■ Excerpted records:

--- START ---

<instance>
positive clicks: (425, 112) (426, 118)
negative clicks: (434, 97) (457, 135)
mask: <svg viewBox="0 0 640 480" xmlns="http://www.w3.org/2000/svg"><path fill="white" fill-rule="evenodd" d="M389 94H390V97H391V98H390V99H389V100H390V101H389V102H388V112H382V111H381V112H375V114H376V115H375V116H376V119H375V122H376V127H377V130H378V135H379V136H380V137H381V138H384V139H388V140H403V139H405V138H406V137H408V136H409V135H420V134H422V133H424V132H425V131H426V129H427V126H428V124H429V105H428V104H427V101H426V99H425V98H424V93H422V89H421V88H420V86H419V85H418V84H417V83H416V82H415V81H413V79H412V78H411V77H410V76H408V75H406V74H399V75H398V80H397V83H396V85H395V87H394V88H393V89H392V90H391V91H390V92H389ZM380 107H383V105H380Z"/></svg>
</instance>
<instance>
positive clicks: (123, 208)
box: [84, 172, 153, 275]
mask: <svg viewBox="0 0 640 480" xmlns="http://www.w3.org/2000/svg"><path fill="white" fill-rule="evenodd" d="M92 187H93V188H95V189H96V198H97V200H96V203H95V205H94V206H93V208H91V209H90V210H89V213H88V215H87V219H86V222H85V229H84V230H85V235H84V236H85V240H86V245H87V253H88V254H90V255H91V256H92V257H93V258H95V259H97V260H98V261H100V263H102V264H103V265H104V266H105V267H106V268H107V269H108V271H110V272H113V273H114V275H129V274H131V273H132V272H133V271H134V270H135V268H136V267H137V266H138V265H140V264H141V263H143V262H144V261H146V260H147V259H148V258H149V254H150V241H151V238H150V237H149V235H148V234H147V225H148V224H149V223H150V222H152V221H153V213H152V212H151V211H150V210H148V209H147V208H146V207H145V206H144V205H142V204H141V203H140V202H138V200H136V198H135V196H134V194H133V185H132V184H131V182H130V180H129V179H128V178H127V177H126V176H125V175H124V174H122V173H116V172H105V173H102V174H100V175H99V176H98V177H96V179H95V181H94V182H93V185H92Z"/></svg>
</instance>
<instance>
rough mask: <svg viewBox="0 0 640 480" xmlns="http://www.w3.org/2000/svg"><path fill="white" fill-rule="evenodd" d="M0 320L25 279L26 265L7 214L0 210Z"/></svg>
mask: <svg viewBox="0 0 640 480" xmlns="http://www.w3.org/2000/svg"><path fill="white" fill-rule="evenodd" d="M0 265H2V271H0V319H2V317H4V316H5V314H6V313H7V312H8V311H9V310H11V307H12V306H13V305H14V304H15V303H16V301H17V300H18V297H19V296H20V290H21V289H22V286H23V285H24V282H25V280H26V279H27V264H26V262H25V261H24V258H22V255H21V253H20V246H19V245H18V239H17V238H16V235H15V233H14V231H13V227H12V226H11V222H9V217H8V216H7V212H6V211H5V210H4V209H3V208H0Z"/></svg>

--- END ---

■ What the task asks: Rewrite the entries above with "positive clicks" switched to "foreground clicks" wherever it occurs, leaving everything else as it is.

■ Answer box:
<instance>
foreground clicks: (425, 112) (426, 118)
negative clicks: (434, 97) (457, 135)
mask: <svg viewBox="0 0 640 480" xmlns="http://www.w3.org/2000/svg"><path fill="white" fill-rule="evenodd" d="M389 94H390V97H391V98H390V99H389V100H390V101H389V102H388V112H382V111H381V112H375V114H376V115H375V116H376V119H375V122H376V127H377V130H378V135H379V136H380V137H381V138H384V139H388V140H403V139H405V138H406V137H408V136H409V135H420V134H422V133H424V132H425V131H426V129H427V126H428V124H429V105H428V104H427V101H426V99H425V98H424V93H422V89H421V88H420V86H419V85H418V84H417V83H416V82H415V81H413V79H412V78H411V77H410V76H408V75H406V74H399V75H398V80H397V83H396V85H395V87H394V88H393V89H392V90H391V91H390V92H389ZM380 107H383V105H380Z"/></svg>
</instance>
<instance>
foreground clicks: (123, 208)
box: [84, 172, 153, 275]
mask: <svg viewBox="0 0 640 480" xmlns="http://www.w3.org/2000/svg"><path fill="white" fill-rule="evenodd" d="M92 187H93V188H95V189H96V198H97V200H96V203H95V205H94V206H93V208H91V209H90V210H89V213H88V215H87V219H86V222H85V229H84V230H85V235H84V236H85V240H86V245H87V253H88V254H90V255H91V256H92V257H93V258H95V259H97V260H98V261H100V263H102V264H103V265H104V266H105V267H106V268H107V269H108V271H110V272H113V273H114V275H129V274H131V273H132V272H133V271H134V270H135V268H136V267H137V266H138V265H140V264H141V263H143V262H144V261H146V260H147V259H148V258H149V254H150V241H151V238H150V237H149V235H148V234H147V225H148V224H149V223H150V222H152V221H153V213H152V212H151V211H150V210H148V209H147V208H146V207H145V206H144V205H142V204H141V203H140V202H138V200H136V198H135V196H134V194H133V185H132V184H131V182H130V180H129V179H128V178H127V177H126V176H125V175H124V174H122V173H116V172H105V173H102V174H100V175H99V176H98V177H96V179H95V181H94V182H93V185H92Z"/></svg>
</instance>
<instance>
rough mask: <svg viewBox="0 0 640 480" xmlns="http://www.w3.org/2000/svg"><path fill="white" fill-rule="evenodd" d="M0 320L25 279L26 265L7 214L0 210Z"/></svg>
mask: <svg viewBox="0 0 640 480" xmlns="http://www.w3.org/2000/svg"><path fill="white" fill-rule="evenodd" d="M0 265H2V271H0V319H2V317H4V316H5V314H6V313H7V312H8V311H9V310H11V307H12V306H13V305H14V304H15V303H16V301H17V300H18V297H19V296H20V290H21V289H22V286H23V285H24V282H25V280H26V279H27V264H26V262H25V261H24V258H22V255H21V253H20V246H19V245H18V239H17V238H16V235H15V233H14V231H13V227H12V226H11V222H9V217H8V216H7V212H6V211H5V210H4V209H3V208H0Z"/></svg>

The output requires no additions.